Mount Robson, British Columbia, Canada

New investors in the asset class should heed the concerns of departing sub debt specialists

As additional tier one (AT1) bonds become more of a mainstream instrument, their investor base is shifting as those that have supported the market until now shy away from the format, to be replaced by credit and high yield funds.

Of course, this move is great for borrowers. The new accounts offer plenty of granularity and diversity in the belly of the book.

However, these new investors should be wary of why the specialists who have looked at AT1s under the microscope for more than a decade are now spurning them.

The worry expressed by the subordinated specialists is that while yields creep downwards, so do the spreads to which the instruments will reset if they are not called at the expected dates.

For instance, La Banque Postale’s record breaking €750m 3% AT1, sold last Wednesday, will reset to a spread of 312.1bp over five year mid-swaps if it is not called between November 2028 and May 2029.

In comparison, the borrower’s debut AT1, issued in November 2019, will reset to 401bp if it is not called November 2026.

With AT1 instruments there is always the chance that a note will be extended beyond its first call date, opening the possibility of a low reset bond paying a small spread for perpetuity.

For incumbent investors, the question is: Why take on this extension risk when you can hold your position in existing instruments without the fear of giving up spread?

☆ ☆ ☆ ☆

### BRIEF 1
According to the article on AT1 bonds, why are subordinated debt specialists turning away from these instruments? Answer in one to three sentences.
### BRIEF 2
Write the next part of the article on AT1 bonds, starting after its final sentence.

☆ ☆ ☆ ☆

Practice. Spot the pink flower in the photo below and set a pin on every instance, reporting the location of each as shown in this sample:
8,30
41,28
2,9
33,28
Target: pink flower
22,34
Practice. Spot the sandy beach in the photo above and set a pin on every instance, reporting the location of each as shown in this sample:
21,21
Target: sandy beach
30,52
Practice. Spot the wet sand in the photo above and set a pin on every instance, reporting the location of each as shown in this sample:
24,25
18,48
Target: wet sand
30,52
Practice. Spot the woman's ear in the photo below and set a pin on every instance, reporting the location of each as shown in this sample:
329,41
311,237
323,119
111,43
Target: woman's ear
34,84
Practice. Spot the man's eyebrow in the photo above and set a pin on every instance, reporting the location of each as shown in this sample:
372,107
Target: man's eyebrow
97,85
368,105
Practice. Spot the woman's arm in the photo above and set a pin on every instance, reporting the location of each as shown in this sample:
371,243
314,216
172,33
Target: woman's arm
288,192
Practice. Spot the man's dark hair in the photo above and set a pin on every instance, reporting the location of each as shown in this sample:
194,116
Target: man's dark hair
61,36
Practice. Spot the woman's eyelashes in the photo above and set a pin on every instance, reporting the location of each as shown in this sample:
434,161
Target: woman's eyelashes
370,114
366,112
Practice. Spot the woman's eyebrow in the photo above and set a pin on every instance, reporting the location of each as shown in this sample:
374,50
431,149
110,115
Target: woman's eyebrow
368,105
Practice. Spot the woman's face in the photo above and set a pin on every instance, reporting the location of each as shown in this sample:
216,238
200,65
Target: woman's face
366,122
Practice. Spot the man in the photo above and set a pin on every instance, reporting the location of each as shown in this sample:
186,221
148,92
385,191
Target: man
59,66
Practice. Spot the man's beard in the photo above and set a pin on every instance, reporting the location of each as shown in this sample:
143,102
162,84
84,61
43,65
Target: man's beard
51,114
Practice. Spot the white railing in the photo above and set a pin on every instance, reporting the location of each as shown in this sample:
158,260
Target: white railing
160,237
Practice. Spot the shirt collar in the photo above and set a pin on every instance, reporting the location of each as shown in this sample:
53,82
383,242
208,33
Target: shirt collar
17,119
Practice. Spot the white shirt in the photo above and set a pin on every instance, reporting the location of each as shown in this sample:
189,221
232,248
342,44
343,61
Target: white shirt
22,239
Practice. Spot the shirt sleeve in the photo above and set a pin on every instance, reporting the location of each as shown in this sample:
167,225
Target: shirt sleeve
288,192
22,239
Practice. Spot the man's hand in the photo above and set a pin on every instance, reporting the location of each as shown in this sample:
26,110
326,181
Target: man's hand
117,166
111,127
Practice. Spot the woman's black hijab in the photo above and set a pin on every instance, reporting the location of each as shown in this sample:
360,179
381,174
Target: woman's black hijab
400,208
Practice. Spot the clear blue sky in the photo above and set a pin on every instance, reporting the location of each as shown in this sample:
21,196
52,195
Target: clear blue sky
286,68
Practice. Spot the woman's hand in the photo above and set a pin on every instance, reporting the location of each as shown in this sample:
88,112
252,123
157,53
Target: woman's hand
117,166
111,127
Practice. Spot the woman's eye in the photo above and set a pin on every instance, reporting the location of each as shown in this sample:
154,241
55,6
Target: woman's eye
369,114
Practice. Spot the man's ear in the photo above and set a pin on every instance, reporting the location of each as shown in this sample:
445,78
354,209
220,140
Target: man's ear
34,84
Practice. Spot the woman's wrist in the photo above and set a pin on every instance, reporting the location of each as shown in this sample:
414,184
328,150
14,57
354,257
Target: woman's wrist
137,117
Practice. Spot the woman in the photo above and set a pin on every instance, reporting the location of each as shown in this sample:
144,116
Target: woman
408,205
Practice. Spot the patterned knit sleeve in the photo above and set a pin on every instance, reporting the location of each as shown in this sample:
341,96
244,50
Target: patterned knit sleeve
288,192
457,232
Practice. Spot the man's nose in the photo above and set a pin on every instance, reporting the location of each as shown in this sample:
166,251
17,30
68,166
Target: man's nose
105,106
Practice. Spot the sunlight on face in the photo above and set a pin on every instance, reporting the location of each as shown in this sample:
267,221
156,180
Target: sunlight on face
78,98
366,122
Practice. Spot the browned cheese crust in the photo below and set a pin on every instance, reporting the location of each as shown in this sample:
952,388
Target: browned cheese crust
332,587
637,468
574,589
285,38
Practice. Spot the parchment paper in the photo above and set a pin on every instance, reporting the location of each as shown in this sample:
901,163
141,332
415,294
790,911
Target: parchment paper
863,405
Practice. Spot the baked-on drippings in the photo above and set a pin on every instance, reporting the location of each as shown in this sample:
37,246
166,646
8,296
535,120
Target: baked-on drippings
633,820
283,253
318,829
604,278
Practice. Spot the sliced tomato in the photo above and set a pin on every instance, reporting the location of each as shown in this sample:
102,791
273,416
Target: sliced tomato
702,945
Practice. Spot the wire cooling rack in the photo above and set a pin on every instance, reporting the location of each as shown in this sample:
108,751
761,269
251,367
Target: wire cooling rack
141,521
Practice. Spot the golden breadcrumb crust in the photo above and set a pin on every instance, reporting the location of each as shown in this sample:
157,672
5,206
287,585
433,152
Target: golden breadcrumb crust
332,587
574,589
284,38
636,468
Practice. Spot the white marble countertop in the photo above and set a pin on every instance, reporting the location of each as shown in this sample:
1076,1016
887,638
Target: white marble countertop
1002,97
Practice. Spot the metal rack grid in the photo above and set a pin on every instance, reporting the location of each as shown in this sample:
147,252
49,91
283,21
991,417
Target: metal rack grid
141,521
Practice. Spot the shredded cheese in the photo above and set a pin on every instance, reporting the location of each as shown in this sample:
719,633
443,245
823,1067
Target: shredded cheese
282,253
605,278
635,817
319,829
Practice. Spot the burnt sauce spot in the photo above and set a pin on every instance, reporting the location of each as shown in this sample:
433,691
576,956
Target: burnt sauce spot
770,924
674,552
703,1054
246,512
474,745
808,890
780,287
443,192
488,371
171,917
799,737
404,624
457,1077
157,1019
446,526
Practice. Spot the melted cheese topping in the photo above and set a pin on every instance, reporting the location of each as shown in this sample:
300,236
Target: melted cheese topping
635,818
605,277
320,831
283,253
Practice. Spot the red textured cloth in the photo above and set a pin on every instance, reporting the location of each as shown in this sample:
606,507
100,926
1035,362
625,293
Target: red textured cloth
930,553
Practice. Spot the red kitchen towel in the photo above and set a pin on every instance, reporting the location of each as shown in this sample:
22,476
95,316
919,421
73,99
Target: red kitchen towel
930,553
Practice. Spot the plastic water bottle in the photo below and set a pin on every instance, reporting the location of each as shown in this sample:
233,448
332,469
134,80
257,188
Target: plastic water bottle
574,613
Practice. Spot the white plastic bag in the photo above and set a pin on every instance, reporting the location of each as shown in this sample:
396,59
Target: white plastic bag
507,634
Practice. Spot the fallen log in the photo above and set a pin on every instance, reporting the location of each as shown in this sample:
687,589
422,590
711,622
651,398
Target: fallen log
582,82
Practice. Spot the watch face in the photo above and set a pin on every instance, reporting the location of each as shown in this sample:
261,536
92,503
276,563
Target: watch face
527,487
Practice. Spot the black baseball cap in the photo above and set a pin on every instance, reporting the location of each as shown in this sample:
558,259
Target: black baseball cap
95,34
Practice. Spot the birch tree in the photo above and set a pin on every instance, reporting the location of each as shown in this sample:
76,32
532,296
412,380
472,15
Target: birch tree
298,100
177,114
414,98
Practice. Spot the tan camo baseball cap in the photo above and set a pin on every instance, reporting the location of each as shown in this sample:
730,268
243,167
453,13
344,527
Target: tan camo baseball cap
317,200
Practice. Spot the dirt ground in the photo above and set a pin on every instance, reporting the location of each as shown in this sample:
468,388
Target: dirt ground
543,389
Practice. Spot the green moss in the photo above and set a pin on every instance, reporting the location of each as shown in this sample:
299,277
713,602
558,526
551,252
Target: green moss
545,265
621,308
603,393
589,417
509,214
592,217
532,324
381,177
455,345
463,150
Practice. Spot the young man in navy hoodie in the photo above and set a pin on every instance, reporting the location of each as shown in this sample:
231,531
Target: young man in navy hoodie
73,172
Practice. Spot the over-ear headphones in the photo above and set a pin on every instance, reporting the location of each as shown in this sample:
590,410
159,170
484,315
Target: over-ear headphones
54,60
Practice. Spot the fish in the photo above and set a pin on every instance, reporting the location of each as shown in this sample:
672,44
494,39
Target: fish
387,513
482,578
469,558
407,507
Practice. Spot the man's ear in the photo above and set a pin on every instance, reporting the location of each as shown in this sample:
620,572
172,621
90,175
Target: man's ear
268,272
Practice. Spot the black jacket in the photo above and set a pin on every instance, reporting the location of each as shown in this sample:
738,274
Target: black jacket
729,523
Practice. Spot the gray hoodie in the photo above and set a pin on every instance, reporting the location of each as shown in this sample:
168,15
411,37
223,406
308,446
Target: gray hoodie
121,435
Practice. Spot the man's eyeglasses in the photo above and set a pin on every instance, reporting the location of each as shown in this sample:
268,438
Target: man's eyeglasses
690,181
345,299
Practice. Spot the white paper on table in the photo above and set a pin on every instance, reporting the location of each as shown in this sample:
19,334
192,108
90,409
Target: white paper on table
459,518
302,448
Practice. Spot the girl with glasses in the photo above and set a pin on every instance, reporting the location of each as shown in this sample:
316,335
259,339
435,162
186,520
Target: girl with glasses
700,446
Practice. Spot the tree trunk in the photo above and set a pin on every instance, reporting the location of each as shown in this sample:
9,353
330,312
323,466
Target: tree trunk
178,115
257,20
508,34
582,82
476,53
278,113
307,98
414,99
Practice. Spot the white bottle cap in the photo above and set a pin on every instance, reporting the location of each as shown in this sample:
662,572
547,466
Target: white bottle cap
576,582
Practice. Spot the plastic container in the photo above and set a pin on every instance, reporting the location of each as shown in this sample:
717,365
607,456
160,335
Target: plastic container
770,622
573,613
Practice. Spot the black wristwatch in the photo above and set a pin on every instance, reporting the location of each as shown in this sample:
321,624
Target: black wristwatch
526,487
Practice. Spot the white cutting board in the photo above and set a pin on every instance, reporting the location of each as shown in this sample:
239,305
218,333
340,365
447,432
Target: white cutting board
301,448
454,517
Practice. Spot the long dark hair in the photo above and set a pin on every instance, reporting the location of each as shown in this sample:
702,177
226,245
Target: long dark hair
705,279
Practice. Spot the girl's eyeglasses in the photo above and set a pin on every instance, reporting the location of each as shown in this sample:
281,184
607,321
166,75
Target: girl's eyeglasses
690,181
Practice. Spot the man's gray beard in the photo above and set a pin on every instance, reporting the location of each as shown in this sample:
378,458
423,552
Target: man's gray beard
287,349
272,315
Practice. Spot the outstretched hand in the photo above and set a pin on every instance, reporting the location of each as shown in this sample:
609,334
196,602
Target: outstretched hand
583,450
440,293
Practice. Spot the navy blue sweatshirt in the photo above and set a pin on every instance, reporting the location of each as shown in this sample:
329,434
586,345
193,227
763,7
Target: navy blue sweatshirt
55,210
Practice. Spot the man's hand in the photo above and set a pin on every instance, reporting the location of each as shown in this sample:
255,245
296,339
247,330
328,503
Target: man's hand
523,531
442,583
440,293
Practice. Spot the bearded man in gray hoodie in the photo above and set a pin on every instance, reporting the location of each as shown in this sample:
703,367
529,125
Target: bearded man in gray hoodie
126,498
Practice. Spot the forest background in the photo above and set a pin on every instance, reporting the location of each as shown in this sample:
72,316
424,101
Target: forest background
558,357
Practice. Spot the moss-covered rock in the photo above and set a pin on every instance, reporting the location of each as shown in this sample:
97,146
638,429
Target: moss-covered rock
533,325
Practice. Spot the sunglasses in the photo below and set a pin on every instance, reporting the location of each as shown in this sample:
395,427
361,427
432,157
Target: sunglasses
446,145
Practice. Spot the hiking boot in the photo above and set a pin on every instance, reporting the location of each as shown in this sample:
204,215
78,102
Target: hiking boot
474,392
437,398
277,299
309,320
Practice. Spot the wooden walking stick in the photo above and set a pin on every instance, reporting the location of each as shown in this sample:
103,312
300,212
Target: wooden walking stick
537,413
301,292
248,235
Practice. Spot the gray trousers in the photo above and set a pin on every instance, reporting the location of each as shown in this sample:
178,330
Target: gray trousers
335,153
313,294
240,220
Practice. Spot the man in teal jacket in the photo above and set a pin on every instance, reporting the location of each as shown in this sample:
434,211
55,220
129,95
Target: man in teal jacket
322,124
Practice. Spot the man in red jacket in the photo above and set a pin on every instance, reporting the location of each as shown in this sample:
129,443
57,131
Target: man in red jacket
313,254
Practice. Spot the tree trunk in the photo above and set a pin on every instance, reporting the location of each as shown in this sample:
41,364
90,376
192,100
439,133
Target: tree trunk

☆ ☆ ☆ ☆

### RESULT 1
As yields creep down, so do the spreads that AT1s will reset to if they are not called at the expected dates. Because a note can always be extended past its first call date, a low-reset bond could end up paying a small spread in perpetuity. Incumbent investors see no reason to take on that extension risk when they can keep their positions in existing instruments without giving up spread.

### RESULT 2
Some specialists are concerned that in the event the market sours, these low reset bonds will get hammered as investors flock out of them en masse.

There was a sign of the soundness of this logic this week, when AT1s sold off in the wake of rates sensitivity.

The cash price on La Banque Postale’s recent AT1, for example, was down 1.69 from reoffer, just under a week after it was issued.

Of course, despite these concerns, the instrument does address the mandate for many high yield accounts. When senior debt is flirting with zero, the prospect of a headline 3% record low yield is tantalising for many.

However, when this class of capital was engineered in the wake of the 2008 Financial Crisis, the intention was not to give investors a new juicy product to buy, but rather to add a layer of insulation to banks' capital stacks.

As such, AT1 brings with it a degree of complexity that new accounts would do well not to underestimate.